Dataset rows on where objects appear:
☆ ☆ ☆ ☆

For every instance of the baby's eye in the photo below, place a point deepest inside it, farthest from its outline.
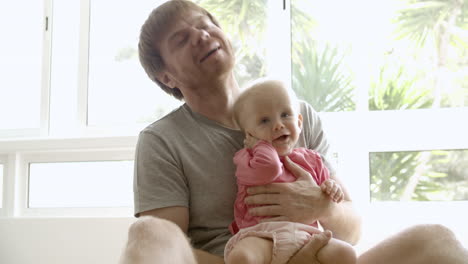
(182, 40)
(264, 120)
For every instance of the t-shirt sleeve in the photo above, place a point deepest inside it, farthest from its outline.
(158, 180)
(315, 136)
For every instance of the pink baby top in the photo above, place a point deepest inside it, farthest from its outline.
(262, 165)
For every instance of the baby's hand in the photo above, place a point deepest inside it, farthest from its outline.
(250, 141)
(333, 190)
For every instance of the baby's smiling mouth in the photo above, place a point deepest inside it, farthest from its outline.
(209, 54)
(282, 138)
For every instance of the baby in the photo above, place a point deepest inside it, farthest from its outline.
(268, 113)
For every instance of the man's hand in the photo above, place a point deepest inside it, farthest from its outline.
(333, 190)
(301, 201)
(250, 141)
(308, 253)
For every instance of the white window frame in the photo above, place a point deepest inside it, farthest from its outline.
(24, 152)
(43, 128)
(3, 162)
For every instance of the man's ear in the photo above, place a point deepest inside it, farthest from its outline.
(299, 121)
(167, 79)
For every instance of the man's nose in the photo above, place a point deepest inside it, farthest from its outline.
(199, 35)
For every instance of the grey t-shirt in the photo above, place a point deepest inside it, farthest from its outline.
(186, 159)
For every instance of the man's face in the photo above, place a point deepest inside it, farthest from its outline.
(194, 50)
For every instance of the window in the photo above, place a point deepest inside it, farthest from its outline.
(391, 85)
(2, 168)
(80, 184)
(21, 50)
(76, 182)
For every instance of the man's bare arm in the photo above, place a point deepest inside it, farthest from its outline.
(342, 217)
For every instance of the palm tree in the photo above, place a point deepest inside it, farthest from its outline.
(434, 23)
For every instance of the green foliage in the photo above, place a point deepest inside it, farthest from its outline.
(395, 89)
(319, 78)
(444, 178)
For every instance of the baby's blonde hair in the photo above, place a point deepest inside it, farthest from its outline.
(252, 87)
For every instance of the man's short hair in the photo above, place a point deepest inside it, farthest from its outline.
(151, 32)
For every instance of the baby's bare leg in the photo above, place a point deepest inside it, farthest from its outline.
(251, 250)
(154, 240)
(337, 252)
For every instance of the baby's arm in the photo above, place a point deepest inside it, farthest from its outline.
(337, 252)
(333, 190)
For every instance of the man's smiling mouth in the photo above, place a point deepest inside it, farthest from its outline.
(209, 54)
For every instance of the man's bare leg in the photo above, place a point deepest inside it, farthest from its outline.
(308, 253)
(251, 250)
(422, 244)
(154, 240)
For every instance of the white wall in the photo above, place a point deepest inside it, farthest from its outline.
(62, 240)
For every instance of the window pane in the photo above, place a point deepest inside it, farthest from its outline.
(245, 22)
(437, 175)
(394, 58)
(119, 91)
(20, 64)
(81, 184)
(64, 66)
(1, 185)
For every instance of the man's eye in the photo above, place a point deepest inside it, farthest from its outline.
(182, 40)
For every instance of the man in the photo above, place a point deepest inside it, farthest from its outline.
(183, 167)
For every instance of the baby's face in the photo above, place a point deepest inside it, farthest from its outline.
(269, 114)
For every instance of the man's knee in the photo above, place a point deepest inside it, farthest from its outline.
(155, 240)
(432, 233)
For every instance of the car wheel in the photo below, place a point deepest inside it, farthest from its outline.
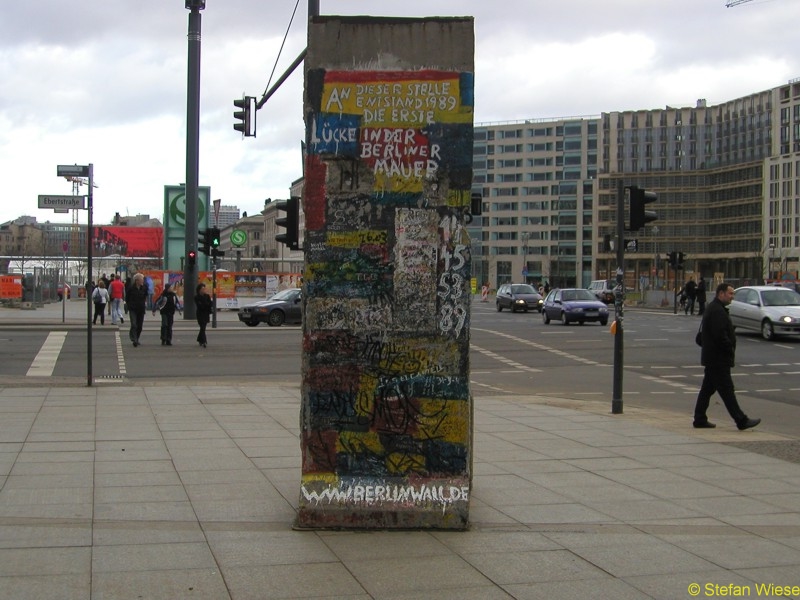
(275, 318)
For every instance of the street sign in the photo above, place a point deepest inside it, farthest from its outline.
(72, 170)
(61, 202)
(238, 238)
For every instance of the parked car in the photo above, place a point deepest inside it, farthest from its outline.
(283, 307)
(518, 296)
(603, 289)
(573, 305)
(770, 310)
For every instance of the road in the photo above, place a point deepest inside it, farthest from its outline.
(511, 353)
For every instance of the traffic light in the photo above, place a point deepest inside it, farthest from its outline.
(213, 238)
(476, 201)
(246, 115)
(204, 240)
(640, 217)
(291, 222)
(676, 260)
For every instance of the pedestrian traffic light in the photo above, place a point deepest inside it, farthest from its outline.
(476, 202)
(291, 222)
(640, 217)
(204, 240)
(246, 116)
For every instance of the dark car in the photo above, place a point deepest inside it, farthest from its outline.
(283, 307)
(573, 305)
(518, 296)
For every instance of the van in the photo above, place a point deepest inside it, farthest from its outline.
(603, 289)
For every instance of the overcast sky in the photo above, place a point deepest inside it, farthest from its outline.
(104, 81)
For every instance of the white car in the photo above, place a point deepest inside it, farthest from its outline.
(770, 310)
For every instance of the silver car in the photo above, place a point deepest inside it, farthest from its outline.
(770, 310)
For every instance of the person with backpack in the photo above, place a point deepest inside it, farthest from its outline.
(100, 299)
(167, 303)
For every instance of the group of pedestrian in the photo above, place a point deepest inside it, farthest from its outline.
(136, 296)
(693, 293)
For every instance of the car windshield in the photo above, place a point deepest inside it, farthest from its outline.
(285, 295)
(522, 289)
(780, 297)
(570, 295)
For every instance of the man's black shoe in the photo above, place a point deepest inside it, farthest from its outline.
(748, 423)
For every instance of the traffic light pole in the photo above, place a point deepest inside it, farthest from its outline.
(192, 155)
(619, 299)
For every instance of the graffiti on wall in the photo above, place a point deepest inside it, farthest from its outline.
(386, 399)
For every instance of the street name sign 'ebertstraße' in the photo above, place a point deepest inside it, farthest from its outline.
(62, 202)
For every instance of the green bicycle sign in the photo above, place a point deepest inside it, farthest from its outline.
(238, 238)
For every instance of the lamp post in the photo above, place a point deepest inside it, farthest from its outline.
(655, 260)
(192, 152)
(525, 238)
(771, 254)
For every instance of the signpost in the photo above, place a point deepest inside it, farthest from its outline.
(61, 202)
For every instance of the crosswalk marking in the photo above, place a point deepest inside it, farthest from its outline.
(45, 361)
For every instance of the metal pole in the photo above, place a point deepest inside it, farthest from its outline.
(64, 287)
(619, 299)
(192, 159)
(89, 279)
(213, 291)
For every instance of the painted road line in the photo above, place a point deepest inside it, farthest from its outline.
(45, 361)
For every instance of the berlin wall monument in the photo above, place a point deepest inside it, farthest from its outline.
(386, 416)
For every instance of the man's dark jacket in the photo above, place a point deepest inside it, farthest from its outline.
(136, 298)
(719, 339)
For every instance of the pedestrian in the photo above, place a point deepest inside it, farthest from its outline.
(100, 299)
(116, 292)
(717, 357)
(136, 297)
(167, 303)
(690, 289)
(203, 308)
(701, 296)
(107, 282)
(150, 285)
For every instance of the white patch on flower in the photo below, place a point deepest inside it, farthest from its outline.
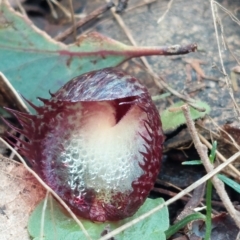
(104, 155)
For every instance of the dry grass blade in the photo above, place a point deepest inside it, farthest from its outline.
(172, 200)
(216, 20)
(202, 151)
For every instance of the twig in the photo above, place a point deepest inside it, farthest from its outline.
(62, 36)
(172, 200)
(219, 155)
(202, 151)
(140, 5)
(48, 189)
(43, 216)
(62, 8)
(166, 12)
(73, 21)
(228, 82)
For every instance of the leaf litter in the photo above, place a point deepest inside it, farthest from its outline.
(210, 104)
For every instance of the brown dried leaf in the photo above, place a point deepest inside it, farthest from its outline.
(19, 194)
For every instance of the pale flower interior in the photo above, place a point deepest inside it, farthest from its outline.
(104, 154)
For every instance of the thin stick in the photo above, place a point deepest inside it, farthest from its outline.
(48, 189)
(43, 216)
(62, 36)
(73, 21)
(219, 155)
(172, 200)
(228, 82)
(166, 12)
(202, 151)
(140, 5)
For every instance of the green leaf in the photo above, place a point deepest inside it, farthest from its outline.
(182, 223)
(35, 64)
(172, 120)
(58, 225)
(229, 182)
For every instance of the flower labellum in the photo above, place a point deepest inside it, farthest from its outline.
(97, 143)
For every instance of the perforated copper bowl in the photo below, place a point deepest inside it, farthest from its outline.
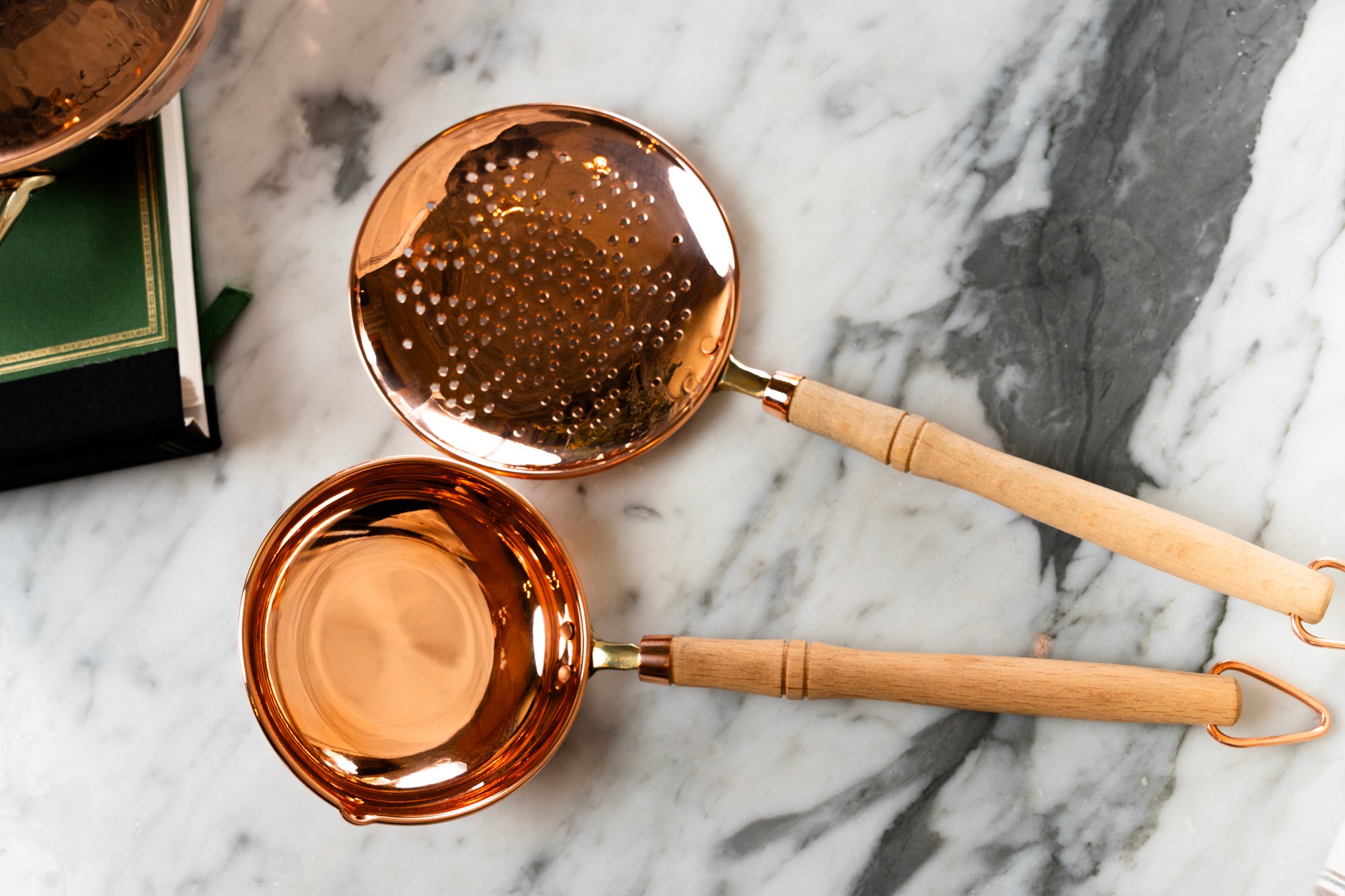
(545, 290)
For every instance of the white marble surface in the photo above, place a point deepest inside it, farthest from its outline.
(851, 146)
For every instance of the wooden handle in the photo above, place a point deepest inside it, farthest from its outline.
(1019, 685)
(1126, 525)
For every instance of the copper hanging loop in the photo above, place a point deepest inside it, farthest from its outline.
(1324, 717)
(1297, 622)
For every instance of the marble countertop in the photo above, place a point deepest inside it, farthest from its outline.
(1102, 236)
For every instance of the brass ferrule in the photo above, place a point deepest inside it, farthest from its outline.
(779, 393)
(657, 659)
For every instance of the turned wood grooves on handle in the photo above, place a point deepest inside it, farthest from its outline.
(1016, 685)
(1125, 525)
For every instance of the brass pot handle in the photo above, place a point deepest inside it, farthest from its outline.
(1297, 622)
(14, 197)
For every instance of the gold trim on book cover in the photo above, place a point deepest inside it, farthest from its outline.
(157, 300)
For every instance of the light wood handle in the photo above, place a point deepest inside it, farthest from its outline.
(1129, 526)
(1019, 685)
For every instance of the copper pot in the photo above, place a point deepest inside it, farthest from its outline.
(72, 69)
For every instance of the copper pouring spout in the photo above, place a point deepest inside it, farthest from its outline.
(416, 643)
(72, 71)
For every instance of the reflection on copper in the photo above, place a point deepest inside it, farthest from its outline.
(535, 291)
(411, 641)
(75, 69)
(418, 647)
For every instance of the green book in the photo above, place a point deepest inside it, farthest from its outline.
(100, 350)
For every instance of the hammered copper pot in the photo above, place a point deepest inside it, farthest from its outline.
(72, 69)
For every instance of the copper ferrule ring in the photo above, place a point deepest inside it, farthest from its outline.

☆ ☆ ☆ ☆

▸ **Given instruction**
Repeat, without changes, every line from the one that contains "For every instance of the copper hanging" through the final line of the data.

▸ **Reply to the exercise**
For every instance of the copper hanging loop in the photo above, place a point deepest inside it, farthest from its outline.
(1324, 717)
(1297, 622)
For every instance of the marble countertop in the photo above, place a point deepest inside it, farthest from its outline.
(1102, 236)
For every instance of the brass ferrule in the photo above, place a point deepest inside it, farthest from its outline.
(779, 393)
(657, 659)
For every instance of the turned wood grooves on handle in the photo above, place a point deepest inside it, farthest from its outline.
(1016, 685)
(1125, 525)
For every instance of the brass pot handle in the photo above, place a point deepest inside it, farthest from its outline.
(1297, 622)
(14, 197)
For every instance of the gold trim on book cover in the photo above, place a point deepest inside it, farthest from its outline.
(157, 300)
For every instance of the light wood handle in the photo above, place a point deepest inside it, farthest from its outline.
(1129, 526)
(1019, 685)
For every instance of the copper pot in the photo above, place a point deepest inside it, farthest from its outline.
(72, 69)
For every instance of the copper pouring spout in the photo above, place a point deepest inside it, farthest from its outline.
(416, 643)
(72, 71)
For every instance of the reflection on copper in the photo above, place a point deepest inside it, farthest from its outline.
(535, 291)
(411, 641)
(75, 69)
(418, 647)
For every instance of the green book in the photo above, place a point deepest inside it, farthest from its outline.
(100, 350)
For every instance of the hammered copper pot in the photo above, place a point deepest inside it, farthest from its outline.
(72, 69)
For every instance of the copper ferrule ring in the photo above, place a point deepest inside it, farthest from its outline.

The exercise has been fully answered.